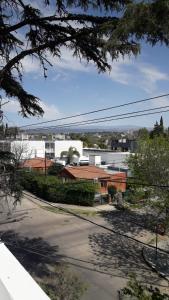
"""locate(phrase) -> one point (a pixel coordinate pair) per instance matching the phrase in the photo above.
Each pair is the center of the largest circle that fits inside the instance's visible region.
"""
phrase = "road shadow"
(35, 254)
(129, 222)
(120, 256)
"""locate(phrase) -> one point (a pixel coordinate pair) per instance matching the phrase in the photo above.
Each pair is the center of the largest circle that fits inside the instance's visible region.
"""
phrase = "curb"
(153, 266)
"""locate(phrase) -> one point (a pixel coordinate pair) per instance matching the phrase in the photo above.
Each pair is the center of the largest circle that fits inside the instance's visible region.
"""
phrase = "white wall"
(15, 282)
(37, 148)
(116, 158)
(95, 160)
(31, 148)
(65, 145)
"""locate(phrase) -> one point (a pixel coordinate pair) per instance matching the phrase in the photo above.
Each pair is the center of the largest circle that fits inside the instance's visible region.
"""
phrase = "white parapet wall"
(65, 145)
(15, 282)
(31, 149)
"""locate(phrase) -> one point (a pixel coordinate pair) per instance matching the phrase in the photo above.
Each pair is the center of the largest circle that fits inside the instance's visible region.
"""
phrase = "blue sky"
(73, 87)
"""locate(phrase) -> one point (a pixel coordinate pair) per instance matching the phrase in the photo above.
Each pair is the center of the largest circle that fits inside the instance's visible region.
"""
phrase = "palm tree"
(69, 154)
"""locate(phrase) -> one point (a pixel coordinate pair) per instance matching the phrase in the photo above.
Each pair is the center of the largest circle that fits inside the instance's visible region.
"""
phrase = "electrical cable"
(96, 224)
(96, 122)
(98, 110)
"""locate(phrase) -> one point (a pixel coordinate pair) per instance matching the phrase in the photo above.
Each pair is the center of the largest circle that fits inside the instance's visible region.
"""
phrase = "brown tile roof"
(85, 172)
(37, 163)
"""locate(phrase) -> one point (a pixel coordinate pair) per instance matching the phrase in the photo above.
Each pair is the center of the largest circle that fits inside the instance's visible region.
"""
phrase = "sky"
(73, 87)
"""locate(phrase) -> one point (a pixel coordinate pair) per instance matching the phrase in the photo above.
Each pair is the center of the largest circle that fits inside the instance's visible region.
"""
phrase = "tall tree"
(150, 166)
(97, 31)
(70, 154)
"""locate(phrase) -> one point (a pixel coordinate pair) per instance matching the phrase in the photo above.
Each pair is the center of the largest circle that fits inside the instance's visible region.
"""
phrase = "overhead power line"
(96, 224)
(98, 110)
(102, 119)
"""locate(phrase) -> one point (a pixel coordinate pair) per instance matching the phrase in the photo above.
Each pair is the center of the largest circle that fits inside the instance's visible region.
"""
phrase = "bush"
(112, 190)
(55, 169)
(52, 189)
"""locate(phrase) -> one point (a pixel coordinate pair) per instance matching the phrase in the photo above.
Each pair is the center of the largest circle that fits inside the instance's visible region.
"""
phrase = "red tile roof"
(85, 172)
(37, 163)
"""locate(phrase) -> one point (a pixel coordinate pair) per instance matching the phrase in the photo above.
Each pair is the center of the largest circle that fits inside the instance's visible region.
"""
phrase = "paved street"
(103, 260)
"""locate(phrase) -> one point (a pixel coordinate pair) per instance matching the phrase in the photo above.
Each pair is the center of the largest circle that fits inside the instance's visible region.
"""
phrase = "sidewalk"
(103, 207)
(158, 261)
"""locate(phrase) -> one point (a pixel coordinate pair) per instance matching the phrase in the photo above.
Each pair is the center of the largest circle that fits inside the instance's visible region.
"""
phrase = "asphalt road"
(101, 259)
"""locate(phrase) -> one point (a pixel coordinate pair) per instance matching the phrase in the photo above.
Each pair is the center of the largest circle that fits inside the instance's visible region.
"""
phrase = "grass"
(76, 211)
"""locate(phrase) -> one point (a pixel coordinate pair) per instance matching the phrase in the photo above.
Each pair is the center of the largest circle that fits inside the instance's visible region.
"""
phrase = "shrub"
(52, 189)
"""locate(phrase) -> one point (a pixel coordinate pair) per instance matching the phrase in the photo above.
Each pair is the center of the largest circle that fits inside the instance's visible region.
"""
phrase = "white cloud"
(144, 76)
(30, 65)
(50, 110)
(150, 77)
(68, 62)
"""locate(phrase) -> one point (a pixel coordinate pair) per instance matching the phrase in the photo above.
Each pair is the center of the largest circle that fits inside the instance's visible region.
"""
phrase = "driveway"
(101, 259)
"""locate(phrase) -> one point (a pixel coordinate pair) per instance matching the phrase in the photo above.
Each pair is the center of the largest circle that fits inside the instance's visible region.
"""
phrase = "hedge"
(53, 189)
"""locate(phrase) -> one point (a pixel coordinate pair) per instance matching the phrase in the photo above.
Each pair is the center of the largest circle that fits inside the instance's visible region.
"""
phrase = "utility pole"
(45, 165)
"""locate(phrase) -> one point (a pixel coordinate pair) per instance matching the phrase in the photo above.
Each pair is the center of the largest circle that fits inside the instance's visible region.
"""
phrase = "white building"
(32, 149)
(15, 282)
(116, 159)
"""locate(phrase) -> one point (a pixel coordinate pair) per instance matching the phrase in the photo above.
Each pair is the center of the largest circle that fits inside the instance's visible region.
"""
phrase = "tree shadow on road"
(35, 254)
(121, 256)
(131, 222)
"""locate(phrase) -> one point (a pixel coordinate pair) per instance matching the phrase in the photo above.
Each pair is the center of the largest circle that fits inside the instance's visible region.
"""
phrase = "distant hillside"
(82, 129)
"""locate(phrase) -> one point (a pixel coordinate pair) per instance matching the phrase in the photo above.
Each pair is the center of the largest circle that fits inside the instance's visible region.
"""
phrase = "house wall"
(109, 157)
(34, 149)
(65, 145)
(31, 149)
(121, 185)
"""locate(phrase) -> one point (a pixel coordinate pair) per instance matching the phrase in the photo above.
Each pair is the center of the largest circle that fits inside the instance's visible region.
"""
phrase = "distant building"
(123, 145)
(33, 149)
(116, 160)
(39, 165)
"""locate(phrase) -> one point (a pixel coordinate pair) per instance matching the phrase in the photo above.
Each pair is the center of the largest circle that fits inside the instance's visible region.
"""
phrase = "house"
(40, 148)
(37, 164)
(15, 281)
(123, 145)
(95, 174)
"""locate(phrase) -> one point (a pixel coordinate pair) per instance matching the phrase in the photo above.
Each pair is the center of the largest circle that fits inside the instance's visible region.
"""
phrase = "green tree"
(150, 166)
(69, 154)
(136, 291)
(55, 169)
(62, 284)
(143, 133)
(92, 30)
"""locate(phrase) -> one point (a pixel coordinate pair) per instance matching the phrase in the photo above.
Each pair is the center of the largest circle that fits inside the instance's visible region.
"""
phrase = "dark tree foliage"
(93, 30)
(158, 129)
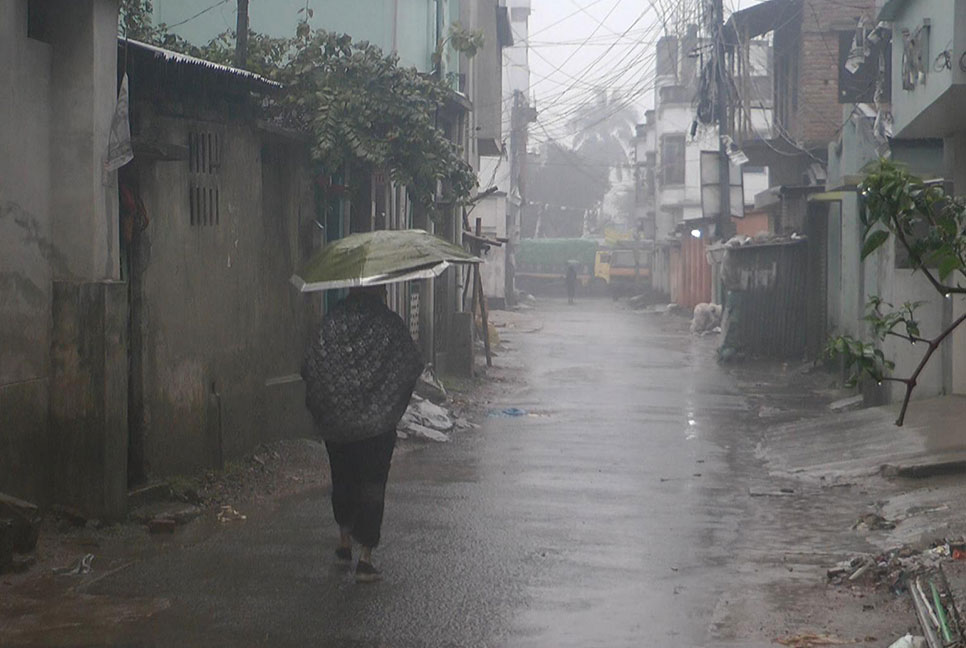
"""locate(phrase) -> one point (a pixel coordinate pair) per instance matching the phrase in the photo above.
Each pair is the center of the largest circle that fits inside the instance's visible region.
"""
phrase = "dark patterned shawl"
(360, 370)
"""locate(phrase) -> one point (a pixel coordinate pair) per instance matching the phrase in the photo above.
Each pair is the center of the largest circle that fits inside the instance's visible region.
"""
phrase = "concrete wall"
(487, 70)
(57, 221)
(25, 243)
(223, 330)
(88, 397)
(932, 108)
(853, 282)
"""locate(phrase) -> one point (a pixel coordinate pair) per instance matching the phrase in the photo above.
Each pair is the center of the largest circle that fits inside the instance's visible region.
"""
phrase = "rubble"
(873, 522)
(24, 518)
(82, 565)
(707, 318)
(429, 387)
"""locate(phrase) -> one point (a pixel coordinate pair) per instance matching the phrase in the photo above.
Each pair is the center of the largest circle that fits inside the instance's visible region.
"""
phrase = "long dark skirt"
(359, 473)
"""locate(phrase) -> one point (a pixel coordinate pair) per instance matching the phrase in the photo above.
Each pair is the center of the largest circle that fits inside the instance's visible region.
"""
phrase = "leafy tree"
(603, 128)
(930, 226)
(566, 178)
(361, 107)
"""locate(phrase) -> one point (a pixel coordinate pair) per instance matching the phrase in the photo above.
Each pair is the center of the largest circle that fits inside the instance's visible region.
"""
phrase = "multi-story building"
(414, 30)
(502, 210)
(669, 149)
========
> _What is needed_
Pick out each line in the rows above that contains the word "road", and copy those lines without changes.

> _The reply_
phrase = "road shadow"
phrase = "asphalt road"
phrase = "tree shadow on road"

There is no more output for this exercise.